[Region pointing data]

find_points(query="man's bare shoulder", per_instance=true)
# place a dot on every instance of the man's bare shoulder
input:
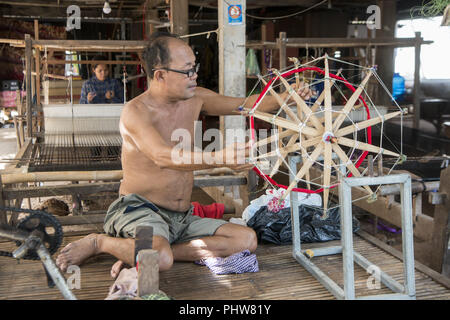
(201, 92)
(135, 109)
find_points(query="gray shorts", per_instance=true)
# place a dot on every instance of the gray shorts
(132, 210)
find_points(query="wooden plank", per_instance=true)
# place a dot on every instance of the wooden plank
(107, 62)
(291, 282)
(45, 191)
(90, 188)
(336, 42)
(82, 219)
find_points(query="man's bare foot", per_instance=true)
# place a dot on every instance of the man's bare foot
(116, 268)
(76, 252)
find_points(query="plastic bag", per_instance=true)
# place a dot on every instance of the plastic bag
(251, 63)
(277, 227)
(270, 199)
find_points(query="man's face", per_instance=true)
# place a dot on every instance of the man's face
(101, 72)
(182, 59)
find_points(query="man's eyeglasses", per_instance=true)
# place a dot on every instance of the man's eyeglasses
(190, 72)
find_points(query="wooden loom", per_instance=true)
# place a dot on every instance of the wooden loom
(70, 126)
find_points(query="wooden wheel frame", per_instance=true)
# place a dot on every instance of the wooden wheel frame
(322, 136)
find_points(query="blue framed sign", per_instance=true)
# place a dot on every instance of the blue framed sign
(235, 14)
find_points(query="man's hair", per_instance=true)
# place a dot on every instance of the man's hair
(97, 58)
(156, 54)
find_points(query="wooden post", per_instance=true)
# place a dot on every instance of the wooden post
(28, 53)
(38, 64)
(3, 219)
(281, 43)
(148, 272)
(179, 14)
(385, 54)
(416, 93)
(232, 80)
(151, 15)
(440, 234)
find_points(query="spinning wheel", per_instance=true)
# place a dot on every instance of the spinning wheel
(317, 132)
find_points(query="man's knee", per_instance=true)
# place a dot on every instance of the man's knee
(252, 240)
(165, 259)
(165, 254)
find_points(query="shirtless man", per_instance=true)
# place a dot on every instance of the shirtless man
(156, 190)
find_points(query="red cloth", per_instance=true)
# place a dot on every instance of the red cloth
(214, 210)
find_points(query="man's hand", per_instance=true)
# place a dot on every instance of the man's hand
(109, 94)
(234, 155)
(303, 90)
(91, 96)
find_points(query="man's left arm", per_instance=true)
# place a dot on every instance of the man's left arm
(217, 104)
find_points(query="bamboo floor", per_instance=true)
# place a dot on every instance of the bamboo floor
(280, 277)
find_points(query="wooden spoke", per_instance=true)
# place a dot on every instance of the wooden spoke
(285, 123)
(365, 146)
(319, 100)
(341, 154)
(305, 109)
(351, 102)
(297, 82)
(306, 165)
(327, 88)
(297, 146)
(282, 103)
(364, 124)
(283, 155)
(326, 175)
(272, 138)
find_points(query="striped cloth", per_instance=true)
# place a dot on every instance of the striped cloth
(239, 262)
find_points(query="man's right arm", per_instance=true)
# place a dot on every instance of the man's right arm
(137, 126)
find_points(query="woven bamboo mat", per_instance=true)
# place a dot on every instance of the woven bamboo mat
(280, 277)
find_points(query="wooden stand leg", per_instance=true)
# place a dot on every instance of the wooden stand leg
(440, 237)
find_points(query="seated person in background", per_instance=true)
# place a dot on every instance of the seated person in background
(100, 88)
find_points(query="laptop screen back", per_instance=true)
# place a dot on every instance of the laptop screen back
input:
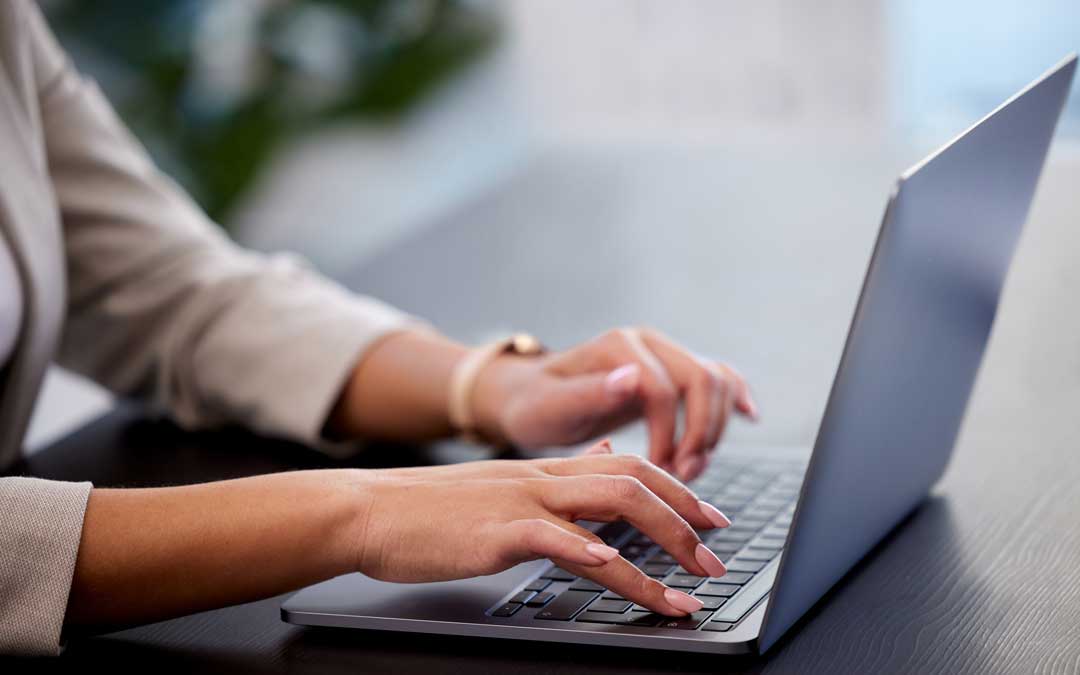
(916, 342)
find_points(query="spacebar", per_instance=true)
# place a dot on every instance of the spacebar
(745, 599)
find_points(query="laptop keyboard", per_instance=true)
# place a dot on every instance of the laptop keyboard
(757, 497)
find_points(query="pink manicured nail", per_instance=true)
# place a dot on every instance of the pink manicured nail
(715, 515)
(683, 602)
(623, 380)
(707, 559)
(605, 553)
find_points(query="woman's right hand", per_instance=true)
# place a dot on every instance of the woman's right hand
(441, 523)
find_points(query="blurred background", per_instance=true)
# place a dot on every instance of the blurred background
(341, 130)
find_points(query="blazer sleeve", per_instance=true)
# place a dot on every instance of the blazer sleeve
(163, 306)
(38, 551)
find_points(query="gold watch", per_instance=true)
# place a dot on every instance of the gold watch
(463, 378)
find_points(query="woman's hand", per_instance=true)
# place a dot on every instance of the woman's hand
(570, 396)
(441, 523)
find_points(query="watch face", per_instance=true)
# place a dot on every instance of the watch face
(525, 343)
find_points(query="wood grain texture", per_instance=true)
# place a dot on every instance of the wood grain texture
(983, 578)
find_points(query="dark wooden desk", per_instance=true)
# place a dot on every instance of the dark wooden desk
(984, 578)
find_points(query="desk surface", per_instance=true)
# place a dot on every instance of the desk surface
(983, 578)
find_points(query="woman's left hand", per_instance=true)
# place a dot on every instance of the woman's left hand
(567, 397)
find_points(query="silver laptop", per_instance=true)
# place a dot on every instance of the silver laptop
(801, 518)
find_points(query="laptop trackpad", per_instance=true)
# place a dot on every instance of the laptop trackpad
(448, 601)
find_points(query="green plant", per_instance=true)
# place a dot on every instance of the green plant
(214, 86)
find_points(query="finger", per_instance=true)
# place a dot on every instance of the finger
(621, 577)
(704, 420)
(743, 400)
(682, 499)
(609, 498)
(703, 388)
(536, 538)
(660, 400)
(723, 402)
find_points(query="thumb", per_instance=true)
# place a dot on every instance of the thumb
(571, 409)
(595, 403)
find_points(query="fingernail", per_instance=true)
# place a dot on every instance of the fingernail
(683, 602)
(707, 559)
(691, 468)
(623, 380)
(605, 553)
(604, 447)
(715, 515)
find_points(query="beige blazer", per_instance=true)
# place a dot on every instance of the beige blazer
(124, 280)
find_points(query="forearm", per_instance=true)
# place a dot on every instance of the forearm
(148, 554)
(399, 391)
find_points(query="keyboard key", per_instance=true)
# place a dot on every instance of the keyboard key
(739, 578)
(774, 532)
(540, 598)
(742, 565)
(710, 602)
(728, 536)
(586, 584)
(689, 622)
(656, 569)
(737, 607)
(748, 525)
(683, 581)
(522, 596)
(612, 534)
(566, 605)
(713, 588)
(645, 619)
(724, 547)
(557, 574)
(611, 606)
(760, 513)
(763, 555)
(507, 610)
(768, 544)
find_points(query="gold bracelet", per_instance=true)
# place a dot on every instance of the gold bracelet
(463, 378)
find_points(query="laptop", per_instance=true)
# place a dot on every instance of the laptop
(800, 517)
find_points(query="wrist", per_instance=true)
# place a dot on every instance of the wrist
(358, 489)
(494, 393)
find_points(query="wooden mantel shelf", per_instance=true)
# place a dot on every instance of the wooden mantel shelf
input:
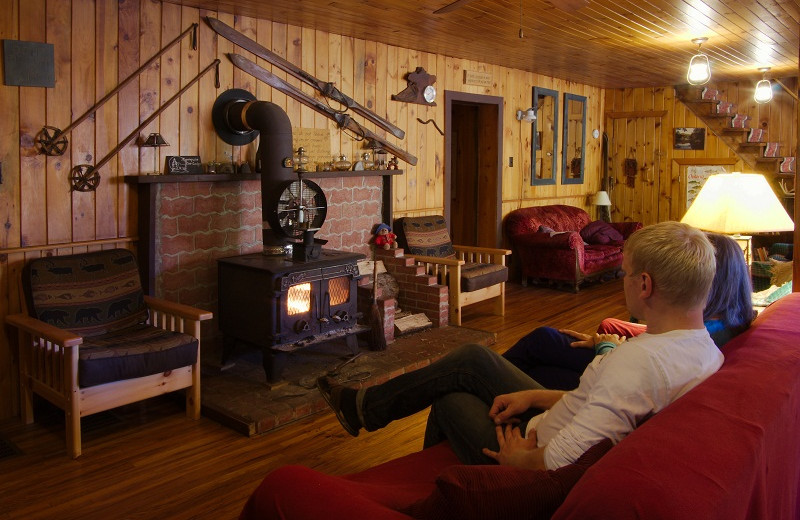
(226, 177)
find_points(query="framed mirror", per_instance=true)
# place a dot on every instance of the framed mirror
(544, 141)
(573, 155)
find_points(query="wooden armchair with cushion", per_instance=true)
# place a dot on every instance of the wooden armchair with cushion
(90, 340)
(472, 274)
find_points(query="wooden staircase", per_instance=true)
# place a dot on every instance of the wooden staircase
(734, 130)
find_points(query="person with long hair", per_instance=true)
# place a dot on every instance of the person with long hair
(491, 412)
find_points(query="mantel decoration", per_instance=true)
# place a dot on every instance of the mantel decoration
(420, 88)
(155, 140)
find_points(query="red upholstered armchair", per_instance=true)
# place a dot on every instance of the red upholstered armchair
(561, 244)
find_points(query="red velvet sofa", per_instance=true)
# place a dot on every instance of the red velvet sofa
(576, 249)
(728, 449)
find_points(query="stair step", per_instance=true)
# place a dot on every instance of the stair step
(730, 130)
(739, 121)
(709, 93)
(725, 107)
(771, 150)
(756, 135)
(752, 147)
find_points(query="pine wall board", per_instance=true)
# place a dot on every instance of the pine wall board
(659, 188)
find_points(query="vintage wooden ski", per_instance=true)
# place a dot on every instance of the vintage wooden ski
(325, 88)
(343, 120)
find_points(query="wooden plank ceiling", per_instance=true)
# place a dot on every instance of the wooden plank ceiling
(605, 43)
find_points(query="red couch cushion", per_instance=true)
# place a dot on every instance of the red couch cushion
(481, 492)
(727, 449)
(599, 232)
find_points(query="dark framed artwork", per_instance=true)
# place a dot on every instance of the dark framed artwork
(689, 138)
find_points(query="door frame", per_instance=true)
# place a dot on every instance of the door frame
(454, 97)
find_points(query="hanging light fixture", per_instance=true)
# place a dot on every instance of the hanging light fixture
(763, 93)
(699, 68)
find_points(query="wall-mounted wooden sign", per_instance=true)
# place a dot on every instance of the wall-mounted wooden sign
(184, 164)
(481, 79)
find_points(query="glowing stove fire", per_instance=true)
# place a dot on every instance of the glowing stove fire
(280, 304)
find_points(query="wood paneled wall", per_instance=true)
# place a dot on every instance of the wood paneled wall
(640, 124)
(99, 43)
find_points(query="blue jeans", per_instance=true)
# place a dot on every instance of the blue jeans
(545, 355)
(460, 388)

- _What is needed_: Above are the records; copy every line in them that holds the word "screen".

- _Reply_:
find_points(query="laptop screen back", per_instance=true)
# place a dot on every instance of the laptop screen back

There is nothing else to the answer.